--- Task 1 ---
In the guest_memfd patch discussion, list every identifier that is written directly followed by an opening parenthesis.

Also, the series is titled "Rework preparation/population flows in prep for
in-place conversion", so it's not just about "moving GUP out of the
post_populate", right? :)

> > --- a/virt/kvm/guest_memfd.c
> > +++ b/virt/kvm/guest_memfd.c
> > @@ -878,11 +878,10 @@ long kvm_gmem_populate(struct kvm *kvm, gfn_t start_gfn, void __user *src, long
> >                 }
> > 
> >                 folio_unlock(folio);
> > -               WARN_ON(!IS_ALIGNED(gfn, 1 << max_order) ||
> > -                       (npages - i) < (1 << max_order));
> > 
> >                 ret = -EINVAL;
> > -               while (!kvm_range_has_memory_attributes(kvm, gfn, gfn + (1 << max_order),
> > +               while (!IS_ALIGNED(gfn, 1 << max_order) || (npages - i) < (1 << max_order) ||
> > +                      !kvm_range_has_memory_attributes(kvm, gfn, gfn + (1 << max_order),
> >                                                         KVM_MEMORY_ATTRIBUTE_PRIVATE,
> >                                                         KVM_MEMORY_ATTRIBUTE_PRIVATE)) {
> >                         if (!max_order)
> > 
> > 
> > 
> 
> [snip]

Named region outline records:
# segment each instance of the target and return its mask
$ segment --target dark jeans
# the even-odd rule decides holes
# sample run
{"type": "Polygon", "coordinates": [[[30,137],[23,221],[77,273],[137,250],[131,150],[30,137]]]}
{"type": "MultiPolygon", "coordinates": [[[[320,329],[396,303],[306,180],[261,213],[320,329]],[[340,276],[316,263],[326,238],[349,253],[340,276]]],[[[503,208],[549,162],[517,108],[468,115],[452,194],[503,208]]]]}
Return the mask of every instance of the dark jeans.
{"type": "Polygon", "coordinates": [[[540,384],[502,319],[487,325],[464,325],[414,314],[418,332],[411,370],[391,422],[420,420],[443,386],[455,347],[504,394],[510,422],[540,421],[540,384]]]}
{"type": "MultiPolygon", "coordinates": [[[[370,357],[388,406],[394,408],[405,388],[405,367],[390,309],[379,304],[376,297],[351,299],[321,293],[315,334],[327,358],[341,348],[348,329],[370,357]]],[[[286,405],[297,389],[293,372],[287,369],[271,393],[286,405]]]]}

--- Task 2 ---
Echo every line of the named region outline records above with no changes.

--- Written reply 1 ---
kvm_gmem_populate
folio_unlock
WARN_ON
IS_ALIGNED
kvm_range_has_memory_attributes

--- Written reply 2 ---
# segment each instance of the target and return its mask
$ segment --target dark jeans
# the even-odd rule decides holes
# sample run
{"type": "Polygon", "coordinates": [[[30,137],[23,221],[77,273],[137,250],[131,150],[30,137]]]}
{"type": "MultiPolygon", "coordinates": [[[[320,329],[396,303],[306,180],[261,213],[320,329]],[[340,276],[316,263],[326,238],[349,253],[340,276]]],[[[503,208],[549,162],[517,108],[468,115],[452,194],[503,208]]]]}
Return the mask of every instance of the dark jeans.
{"type": "Polygon", "coordinates": [[[540,384],[502,319],[487,325],[464,325],[414,314],[418,332],[411,370],[391,422],[420,420],[443,386],[455,347],[504,394],[510,422],[540,421],[540,384]]]}
{"type": "MultiPolygon", "coordinates": [[[[370,357],[388,406],[394,408],[405,388],[405,367],[390,309],[379,304],[376,297],[351,299],[321,293],[315,334],[327,358],[341,348],[348,329],[370,357]]],[[[286,405],[297,389],[293,372],[287,369],[271,393],[286,405]]]]}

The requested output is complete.